══ SUPPLIED DATA

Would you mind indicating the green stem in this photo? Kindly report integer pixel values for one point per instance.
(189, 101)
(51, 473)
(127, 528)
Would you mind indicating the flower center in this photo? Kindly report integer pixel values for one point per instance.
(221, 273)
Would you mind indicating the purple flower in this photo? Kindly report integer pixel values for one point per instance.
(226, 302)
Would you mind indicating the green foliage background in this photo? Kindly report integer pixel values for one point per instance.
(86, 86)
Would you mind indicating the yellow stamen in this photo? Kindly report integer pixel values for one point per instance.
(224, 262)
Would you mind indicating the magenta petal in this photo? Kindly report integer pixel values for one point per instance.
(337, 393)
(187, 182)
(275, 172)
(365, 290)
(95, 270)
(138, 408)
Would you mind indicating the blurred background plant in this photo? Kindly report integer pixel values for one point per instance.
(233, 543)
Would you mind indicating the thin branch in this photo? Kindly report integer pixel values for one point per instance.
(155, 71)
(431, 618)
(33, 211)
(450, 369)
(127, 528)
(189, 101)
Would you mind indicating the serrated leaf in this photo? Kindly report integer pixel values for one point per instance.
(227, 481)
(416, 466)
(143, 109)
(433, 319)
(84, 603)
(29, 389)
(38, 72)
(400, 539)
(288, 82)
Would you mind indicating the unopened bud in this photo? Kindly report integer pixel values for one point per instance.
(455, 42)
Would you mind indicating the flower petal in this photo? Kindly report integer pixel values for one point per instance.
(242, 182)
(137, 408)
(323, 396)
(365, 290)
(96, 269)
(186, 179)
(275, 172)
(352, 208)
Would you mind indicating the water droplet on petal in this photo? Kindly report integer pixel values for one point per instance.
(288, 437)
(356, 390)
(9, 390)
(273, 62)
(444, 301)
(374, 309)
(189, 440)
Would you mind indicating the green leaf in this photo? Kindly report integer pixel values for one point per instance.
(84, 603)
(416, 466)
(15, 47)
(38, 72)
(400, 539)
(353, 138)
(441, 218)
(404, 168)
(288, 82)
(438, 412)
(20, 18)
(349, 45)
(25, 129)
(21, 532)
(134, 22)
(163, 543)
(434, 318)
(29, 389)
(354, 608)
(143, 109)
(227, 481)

════

Extract the complete data, matching each line exactly.

Would you mind indicating the green stem in this photo? Kindly report integer pixel values for one point per instance.
(189, 101)
(51, 473)
(127, 528)
Would you mind indicating the flower center in this photo? Kindly report integer pixel values for one point per instance.
(221, 273)
Would you mind indicating the purple flower in this photo? Kindly report integer pixel values for one point per instance.
(226, 302)
Would you mind indicating the green foliage background in this photo? Kindly report integer pixel values for one point per instance.
(86, 86)
Would you mind indicating the yellow stamen in this photo? Kindly report integer pixel values for one point per instance.
(224, 262)
Would you mind indicating the magenta petal in this photo? Kindly report integer pixel values for one point per instance.
(337, 393)
(187, 182)
(275, 172)
(365, 290)
(95, 270)
(138, 408)
Would you mind indicating the blurred background plant in this photo? Kindly report integer pixel values for one point per instance.
(233, 543)
Would you mind indicating the thin branch in this photo? Kindly report integer pixel values for one point per instance.
(155, 71)
(431, 618)
(33, 211)
(450, 369)
(127, 528)
(189, 101)
Would you mind indicating the serrated leaf in this photo? Kindly report integer pixel values for one point per instance.
(227, 481)
(416, 466)
(143, 109)
(433, 319)
(84, 603)
(29, 389)
(38, 72)
(400, 539)
(288, 82)
Would you mind indicating the unopened bud in this photo? Kindly report integer pixel values for one point per instance.
(455, 42)
Would you mind indicating the flower petal in this photo? Kindly report integer pixel values for one point per instance.
(242, 182)
(137, 408)
(323, 396)
(365, 290)
(96, 269)
(186, 179)
(275, 172)
(352, 208)
Would you mind indicating the water droplet on petal in this photo? Kindly report integer pixel values for one point per instance.
(288, 437)
(356, 390)
(9, 390)
(273, 62)
(444, 301)
(374, 309)
(189, 440)
Would you mind indicating the green leaf in this photo? Kindly report integer pixel values for one point per instance.
(84, 603)
(416, 466)
(15, 47)
(38, 72)
(400, 539)
(353, 138)
(441, 218)
(404, 168)
(288, 82)
(438, 412)
(20, 18)
(349, 45)
(25, 129)
(21, 532)
(134, 22)
(163, 543)
(434, 318)
(29, 389)
(354, 608)
(143, 109)
(227, 481)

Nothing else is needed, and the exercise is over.